- _WRITTEN EXERCISE_
Copy out every line, unchanged, from the line containing "I'd like to know the position of the windshield" to the line containing "[0,340,487,650]", with both of those lines included.

- _DATA PROVIDED_
* * * * *
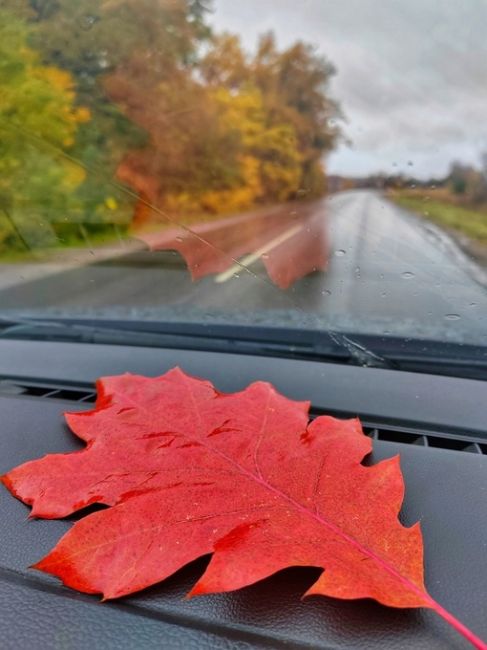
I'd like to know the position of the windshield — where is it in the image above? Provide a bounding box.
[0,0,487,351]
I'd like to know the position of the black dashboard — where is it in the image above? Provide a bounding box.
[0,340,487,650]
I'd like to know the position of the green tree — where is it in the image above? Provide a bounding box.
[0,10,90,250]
* * * * *
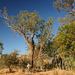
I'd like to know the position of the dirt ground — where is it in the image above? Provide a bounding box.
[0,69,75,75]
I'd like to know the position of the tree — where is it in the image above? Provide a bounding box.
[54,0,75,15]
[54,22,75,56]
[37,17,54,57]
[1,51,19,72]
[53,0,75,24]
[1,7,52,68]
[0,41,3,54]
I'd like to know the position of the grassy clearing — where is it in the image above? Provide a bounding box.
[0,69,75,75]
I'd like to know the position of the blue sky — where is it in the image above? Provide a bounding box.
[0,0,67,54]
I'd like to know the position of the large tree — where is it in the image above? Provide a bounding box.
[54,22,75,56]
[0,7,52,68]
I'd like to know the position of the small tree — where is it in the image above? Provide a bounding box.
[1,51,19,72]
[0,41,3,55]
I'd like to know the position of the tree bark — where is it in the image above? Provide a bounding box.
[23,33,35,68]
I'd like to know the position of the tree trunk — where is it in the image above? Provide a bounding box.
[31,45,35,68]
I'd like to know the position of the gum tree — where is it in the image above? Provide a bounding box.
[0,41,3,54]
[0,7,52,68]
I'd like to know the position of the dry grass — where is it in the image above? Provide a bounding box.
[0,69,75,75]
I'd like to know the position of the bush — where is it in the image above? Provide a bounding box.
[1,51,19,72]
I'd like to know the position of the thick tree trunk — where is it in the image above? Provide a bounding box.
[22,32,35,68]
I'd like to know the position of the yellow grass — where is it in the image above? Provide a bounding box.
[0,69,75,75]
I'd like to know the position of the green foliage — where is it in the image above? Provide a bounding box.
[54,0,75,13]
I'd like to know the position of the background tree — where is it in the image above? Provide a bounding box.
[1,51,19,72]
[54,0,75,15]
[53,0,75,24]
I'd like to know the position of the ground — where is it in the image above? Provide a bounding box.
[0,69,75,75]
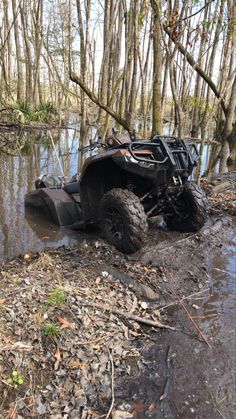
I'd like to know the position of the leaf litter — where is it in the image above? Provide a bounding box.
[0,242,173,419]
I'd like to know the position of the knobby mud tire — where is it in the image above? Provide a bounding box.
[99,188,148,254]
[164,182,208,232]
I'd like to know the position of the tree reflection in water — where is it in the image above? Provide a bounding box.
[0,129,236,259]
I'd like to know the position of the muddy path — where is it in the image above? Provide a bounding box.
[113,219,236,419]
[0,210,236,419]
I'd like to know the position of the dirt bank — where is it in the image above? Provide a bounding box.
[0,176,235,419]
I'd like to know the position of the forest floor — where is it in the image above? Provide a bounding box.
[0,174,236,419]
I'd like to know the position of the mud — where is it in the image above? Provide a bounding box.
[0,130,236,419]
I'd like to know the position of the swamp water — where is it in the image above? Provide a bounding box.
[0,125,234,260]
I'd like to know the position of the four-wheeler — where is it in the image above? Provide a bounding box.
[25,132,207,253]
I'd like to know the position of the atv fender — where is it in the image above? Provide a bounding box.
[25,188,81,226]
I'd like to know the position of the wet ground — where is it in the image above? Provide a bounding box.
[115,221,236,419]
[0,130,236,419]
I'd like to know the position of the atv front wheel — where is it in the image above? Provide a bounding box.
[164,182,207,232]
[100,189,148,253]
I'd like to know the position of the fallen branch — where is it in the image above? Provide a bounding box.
* * * * *
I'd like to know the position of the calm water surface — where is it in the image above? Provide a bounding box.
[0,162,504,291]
* * * * *
- _CORRECT RESULT_
I'd like to know the position of the windshield — where is it in the image above? Provide a bounding box.
[0,0,487,351]
I'd like to know the position of the black dashboard — where is it in the image above? Provide a bounding box.
[0,340,487,650]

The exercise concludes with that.